Some of the lines below need repeating. Reproduce exactly those between the lines holding "Can you see the drawer" and "Can you see the curved wooden", inclusive.

Records from a data source
□ □ □ □

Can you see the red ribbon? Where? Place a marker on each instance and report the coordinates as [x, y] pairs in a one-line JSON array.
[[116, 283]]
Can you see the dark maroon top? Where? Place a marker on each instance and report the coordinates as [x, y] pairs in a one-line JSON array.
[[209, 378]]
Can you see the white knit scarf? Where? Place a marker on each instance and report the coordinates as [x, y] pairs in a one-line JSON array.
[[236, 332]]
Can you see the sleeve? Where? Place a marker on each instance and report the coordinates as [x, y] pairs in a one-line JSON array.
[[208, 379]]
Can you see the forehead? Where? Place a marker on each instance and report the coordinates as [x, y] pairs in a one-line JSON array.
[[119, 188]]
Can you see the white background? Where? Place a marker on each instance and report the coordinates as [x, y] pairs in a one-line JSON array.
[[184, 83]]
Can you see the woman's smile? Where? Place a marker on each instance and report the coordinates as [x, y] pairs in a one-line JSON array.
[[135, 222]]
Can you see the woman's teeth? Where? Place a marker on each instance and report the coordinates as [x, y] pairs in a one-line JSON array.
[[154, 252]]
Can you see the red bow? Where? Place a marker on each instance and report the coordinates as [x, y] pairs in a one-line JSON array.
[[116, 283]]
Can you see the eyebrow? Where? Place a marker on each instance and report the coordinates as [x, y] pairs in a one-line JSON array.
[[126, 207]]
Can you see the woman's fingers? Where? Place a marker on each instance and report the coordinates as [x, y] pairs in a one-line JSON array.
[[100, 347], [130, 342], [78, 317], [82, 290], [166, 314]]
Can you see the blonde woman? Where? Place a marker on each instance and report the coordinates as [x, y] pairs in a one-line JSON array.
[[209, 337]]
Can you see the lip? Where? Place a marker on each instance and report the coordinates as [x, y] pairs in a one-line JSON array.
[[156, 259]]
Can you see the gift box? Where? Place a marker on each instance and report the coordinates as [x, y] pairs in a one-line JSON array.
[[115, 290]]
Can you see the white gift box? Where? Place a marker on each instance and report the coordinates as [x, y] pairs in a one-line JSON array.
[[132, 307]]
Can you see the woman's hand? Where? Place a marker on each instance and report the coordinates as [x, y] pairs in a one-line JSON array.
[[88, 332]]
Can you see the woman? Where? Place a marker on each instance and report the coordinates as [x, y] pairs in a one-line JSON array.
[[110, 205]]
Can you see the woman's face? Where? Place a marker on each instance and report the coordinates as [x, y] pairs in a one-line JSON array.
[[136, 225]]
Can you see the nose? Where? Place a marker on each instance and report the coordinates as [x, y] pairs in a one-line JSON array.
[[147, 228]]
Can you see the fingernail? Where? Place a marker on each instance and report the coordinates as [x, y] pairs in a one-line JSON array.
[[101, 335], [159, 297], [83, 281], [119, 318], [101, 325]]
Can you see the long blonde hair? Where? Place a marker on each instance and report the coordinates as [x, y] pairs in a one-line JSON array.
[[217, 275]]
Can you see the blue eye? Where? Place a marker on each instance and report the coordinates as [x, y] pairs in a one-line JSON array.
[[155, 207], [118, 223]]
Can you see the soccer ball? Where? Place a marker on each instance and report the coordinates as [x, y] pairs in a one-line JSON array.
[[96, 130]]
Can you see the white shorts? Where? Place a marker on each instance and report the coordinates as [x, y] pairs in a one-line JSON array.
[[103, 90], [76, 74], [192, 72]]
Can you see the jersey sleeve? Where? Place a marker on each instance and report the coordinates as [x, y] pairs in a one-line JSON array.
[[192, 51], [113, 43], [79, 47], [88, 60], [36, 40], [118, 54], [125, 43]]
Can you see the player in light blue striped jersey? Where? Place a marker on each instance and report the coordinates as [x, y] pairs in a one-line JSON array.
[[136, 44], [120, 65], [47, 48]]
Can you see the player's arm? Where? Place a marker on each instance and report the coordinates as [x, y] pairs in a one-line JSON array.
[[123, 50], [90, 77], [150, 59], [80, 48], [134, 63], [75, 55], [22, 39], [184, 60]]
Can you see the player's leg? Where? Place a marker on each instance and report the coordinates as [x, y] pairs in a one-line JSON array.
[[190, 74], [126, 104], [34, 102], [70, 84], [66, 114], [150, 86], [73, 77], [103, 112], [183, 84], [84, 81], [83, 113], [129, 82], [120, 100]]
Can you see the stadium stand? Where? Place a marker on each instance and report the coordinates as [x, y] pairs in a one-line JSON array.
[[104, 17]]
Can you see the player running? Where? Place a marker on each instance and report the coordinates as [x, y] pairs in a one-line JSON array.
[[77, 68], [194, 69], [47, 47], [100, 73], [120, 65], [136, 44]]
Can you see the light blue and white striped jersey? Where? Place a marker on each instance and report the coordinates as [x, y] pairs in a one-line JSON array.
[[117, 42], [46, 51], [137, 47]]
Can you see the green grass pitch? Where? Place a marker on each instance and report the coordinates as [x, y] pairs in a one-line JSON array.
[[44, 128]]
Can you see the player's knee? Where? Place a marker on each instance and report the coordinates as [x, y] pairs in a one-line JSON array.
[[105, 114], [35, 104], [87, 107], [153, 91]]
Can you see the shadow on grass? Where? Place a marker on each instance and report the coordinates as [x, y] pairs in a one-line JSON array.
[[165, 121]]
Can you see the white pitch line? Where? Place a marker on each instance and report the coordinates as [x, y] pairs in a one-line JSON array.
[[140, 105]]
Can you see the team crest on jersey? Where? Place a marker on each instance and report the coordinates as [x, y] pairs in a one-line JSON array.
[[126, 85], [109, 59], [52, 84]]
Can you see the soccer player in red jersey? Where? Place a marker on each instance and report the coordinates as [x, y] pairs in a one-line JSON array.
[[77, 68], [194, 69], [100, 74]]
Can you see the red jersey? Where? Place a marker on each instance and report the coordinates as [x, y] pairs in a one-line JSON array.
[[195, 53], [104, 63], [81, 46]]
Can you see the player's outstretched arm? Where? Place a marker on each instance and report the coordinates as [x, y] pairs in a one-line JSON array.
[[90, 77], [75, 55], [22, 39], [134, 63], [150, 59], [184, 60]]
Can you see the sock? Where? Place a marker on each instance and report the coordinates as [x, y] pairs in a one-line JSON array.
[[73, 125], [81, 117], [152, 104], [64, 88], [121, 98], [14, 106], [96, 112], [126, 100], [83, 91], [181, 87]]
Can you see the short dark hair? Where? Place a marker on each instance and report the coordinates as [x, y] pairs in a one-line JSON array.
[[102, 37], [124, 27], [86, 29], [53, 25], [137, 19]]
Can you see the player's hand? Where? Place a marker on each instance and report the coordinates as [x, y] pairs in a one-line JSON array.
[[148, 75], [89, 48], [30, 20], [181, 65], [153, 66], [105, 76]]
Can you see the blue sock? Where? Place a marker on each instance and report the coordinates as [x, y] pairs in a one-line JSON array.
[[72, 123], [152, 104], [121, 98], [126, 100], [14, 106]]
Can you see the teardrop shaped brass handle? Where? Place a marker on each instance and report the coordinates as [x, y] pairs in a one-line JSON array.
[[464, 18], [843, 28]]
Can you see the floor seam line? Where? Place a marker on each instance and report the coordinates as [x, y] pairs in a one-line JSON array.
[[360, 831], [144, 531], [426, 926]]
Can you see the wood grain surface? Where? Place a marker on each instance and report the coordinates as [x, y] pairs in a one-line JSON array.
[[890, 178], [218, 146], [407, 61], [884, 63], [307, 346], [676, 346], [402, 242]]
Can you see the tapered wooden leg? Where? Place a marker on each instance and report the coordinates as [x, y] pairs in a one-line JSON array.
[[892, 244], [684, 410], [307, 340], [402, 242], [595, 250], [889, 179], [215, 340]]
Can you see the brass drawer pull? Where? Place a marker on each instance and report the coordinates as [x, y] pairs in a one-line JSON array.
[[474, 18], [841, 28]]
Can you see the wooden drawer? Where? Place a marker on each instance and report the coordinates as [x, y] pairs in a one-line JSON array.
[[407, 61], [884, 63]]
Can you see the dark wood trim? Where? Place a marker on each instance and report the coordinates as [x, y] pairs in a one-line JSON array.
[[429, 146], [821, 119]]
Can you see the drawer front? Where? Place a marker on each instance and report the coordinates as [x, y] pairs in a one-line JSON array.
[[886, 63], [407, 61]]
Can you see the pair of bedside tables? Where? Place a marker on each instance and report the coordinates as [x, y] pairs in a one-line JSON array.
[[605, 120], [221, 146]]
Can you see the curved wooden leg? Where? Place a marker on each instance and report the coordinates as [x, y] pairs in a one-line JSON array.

□ □ □ □

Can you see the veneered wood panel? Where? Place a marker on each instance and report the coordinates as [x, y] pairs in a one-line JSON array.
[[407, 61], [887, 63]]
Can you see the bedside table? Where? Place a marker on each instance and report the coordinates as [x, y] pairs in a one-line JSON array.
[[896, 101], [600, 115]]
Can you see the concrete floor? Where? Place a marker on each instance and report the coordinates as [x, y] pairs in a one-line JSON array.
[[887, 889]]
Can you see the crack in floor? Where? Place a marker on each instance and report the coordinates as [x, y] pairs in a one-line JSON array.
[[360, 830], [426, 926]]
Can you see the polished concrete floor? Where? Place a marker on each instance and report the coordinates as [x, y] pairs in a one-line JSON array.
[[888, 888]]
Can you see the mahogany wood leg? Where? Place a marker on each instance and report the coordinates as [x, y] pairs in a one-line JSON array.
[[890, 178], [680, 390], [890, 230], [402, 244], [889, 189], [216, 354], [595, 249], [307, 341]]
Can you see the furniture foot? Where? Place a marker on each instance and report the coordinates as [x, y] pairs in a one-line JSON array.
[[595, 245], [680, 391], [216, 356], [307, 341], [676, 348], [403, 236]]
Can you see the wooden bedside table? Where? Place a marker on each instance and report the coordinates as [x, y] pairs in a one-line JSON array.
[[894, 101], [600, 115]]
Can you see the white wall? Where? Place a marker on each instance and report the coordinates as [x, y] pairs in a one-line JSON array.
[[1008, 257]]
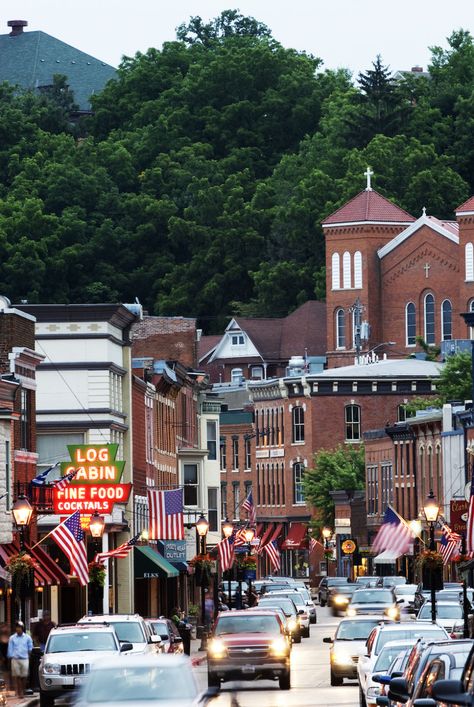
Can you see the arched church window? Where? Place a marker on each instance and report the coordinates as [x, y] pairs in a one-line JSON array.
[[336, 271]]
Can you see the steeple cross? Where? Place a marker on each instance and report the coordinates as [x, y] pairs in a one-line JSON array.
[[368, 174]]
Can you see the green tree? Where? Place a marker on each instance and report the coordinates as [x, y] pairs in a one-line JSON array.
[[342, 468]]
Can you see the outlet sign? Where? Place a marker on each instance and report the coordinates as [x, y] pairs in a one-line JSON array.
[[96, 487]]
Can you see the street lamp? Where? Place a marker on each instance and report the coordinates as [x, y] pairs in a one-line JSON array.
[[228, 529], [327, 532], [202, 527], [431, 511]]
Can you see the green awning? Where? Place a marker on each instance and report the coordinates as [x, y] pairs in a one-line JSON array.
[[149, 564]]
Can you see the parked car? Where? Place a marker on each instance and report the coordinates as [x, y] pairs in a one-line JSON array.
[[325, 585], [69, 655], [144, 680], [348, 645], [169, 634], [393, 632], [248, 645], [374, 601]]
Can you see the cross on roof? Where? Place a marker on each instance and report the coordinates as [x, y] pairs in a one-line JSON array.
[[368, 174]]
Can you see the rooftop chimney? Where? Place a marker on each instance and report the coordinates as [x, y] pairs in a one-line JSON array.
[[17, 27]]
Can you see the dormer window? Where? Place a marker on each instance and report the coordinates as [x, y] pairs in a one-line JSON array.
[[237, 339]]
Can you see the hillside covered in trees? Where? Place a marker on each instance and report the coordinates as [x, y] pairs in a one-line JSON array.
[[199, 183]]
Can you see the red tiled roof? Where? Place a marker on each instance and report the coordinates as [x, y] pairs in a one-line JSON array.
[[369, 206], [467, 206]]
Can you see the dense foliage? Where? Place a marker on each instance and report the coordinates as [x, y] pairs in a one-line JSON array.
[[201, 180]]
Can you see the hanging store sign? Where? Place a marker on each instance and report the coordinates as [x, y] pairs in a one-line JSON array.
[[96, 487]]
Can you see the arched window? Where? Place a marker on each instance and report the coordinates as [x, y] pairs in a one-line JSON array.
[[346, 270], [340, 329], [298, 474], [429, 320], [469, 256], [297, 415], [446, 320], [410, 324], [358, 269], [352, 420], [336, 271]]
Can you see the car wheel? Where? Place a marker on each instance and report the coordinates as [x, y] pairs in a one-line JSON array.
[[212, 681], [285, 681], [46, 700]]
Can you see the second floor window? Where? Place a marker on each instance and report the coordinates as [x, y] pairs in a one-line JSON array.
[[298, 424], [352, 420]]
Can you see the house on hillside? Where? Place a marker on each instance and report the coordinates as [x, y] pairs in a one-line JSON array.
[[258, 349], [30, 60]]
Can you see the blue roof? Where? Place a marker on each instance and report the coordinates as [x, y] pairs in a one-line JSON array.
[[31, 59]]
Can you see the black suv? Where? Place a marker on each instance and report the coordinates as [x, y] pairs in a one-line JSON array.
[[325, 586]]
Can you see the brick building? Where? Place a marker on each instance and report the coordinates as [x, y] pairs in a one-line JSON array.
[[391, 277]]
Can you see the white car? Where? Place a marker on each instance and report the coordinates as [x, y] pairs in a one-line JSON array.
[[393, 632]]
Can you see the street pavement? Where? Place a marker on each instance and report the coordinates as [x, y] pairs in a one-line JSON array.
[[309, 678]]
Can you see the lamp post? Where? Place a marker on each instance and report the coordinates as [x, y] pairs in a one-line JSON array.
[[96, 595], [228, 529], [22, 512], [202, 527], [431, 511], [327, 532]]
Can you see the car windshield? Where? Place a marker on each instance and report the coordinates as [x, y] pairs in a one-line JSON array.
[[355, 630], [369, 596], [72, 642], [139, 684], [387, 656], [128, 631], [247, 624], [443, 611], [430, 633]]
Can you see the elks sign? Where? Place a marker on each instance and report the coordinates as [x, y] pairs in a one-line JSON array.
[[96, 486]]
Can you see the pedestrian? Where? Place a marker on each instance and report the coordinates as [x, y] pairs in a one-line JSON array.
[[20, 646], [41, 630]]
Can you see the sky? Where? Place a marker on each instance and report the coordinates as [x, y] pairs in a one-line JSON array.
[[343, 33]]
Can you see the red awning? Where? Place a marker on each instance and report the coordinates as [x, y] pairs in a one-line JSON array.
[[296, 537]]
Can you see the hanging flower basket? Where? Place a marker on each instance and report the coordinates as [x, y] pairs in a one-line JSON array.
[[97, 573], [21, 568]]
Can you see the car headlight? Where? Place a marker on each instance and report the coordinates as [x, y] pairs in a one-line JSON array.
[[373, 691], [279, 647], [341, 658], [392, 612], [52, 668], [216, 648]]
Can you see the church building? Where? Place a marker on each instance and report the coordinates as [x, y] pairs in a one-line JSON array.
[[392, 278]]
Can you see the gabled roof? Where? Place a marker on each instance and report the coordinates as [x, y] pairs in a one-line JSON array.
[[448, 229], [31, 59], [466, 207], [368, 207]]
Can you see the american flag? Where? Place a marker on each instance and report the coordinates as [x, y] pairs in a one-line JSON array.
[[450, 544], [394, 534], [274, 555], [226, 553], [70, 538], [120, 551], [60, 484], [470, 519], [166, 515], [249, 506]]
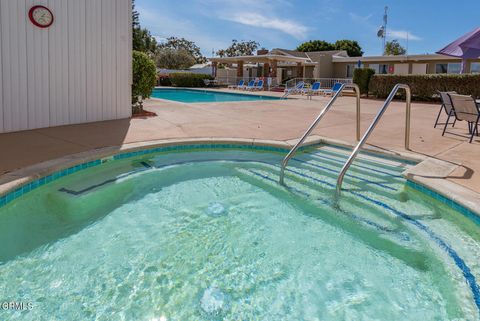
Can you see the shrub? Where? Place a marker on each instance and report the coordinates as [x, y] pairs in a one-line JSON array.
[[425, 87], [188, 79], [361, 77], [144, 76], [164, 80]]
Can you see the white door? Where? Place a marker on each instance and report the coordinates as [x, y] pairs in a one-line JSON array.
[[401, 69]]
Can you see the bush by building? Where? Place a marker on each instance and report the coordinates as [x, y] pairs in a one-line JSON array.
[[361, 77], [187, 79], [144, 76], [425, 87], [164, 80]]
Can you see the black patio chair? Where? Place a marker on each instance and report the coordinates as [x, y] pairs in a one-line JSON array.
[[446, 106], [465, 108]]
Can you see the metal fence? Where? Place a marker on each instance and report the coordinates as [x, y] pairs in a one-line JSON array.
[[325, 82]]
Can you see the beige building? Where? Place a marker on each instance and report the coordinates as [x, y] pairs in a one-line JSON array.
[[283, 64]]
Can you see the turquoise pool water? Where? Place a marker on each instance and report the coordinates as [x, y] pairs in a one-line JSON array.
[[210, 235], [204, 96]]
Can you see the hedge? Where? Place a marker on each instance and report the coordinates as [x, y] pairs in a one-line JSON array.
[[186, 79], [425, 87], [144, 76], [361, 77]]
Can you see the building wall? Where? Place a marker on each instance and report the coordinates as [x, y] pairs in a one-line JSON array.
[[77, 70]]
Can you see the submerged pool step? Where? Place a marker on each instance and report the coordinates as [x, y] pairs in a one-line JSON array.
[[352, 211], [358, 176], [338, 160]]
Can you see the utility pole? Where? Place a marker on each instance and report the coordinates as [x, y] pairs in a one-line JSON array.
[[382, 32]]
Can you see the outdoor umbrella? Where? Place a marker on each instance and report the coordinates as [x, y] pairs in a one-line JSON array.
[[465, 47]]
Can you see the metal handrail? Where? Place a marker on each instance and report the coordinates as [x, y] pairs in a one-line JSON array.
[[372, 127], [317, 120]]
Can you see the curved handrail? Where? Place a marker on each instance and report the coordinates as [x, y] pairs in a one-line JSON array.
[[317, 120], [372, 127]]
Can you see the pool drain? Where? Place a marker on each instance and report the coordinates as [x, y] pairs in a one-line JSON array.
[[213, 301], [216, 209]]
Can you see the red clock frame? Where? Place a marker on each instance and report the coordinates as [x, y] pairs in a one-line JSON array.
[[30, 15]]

□ □ □ □

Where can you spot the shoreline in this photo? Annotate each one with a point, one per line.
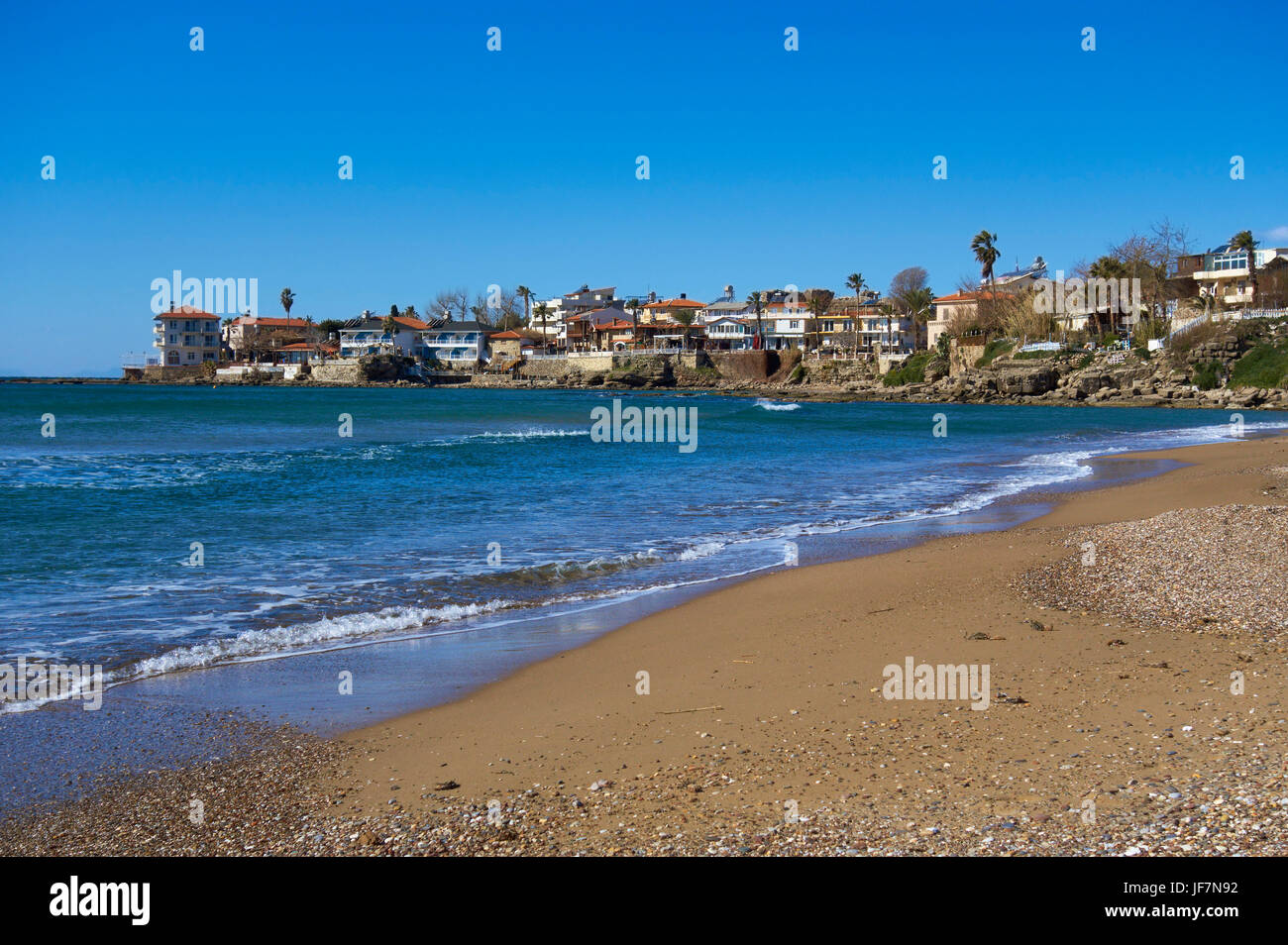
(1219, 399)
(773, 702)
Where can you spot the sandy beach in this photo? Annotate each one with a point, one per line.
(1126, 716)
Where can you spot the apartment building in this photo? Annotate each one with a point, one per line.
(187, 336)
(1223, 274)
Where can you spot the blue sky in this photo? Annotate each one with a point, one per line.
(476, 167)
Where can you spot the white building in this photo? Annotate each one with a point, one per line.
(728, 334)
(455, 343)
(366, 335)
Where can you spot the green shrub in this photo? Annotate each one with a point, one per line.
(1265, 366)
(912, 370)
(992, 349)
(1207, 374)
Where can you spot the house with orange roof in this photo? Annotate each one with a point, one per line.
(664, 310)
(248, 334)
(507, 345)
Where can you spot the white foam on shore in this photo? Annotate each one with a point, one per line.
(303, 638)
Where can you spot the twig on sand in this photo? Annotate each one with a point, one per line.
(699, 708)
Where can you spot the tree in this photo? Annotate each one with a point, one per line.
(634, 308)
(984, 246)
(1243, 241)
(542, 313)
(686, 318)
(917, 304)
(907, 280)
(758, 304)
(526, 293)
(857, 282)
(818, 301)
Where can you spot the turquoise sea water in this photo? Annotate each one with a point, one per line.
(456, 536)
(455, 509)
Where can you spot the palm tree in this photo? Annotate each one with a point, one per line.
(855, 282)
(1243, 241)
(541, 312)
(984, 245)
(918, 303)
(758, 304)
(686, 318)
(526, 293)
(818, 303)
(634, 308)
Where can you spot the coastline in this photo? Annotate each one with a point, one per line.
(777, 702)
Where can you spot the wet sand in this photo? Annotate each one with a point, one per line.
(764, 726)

□ □ □ □

**ANSWER TO THIS EXERCISE:**
Can you see the drawer front? Where? Place a marker on each instance and report the coordinates as [x, y] pairs in a one-line JSON array.
[[886, 63], [407, 61]]
Can you see the pair of bedside tables? Where? Place a marker on each instance and report the coordinates as [x, y] pairs in a one-line JSON array.
[[605, 120], [221, 146]]
Can you see the curved wooden leg? Where? Place a marker on each instance and report the coordinates as [x, y] pairs in a one-line JSON array.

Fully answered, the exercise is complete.